Show every line below that contains the string "finger". Case counts.

────────

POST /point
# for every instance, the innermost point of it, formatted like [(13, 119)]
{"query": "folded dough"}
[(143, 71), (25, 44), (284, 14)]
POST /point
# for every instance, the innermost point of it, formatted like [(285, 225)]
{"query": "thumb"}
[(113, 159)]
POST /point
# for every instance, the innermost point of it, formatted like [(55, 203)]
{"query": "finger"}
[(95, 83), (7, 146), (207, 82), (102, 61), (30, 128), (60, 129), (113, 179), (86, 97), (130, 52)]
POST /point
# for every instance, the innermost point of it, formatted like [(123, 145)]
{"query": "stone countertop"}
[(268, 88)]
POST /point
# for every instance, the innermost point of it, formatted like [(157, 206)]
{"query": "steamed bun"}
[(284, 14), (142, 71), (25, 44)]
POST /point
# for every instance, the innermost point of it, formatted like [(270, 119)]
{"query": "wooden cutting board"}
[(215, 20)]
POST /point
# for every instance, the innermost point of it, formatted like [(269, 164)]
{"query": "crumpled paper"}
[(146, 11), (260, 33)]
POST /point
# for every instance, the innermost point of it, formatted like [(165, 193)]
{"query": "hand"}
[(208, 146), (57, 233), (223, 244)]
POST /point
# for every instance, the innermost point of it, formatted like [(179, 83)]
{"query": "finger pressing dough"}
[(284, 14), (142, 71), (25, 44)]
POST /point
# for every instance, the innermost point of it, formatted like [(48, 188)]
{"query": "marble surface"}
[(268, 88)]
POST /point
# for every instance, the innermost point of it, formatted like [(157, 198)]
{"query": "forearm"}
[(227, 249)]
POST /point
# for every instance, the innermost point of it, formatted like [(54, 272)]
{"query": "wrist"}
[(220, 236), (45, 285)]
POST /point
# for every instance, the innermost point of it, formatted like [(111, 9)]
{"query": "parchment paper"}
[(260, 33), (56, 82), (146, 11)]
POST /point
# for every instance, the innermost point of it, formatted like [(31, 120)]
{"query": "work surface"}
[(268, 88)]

────────

> _RESULT OF THE EXERCISE_:
{"query": "finger"}
{"query": "finger pressing dough"}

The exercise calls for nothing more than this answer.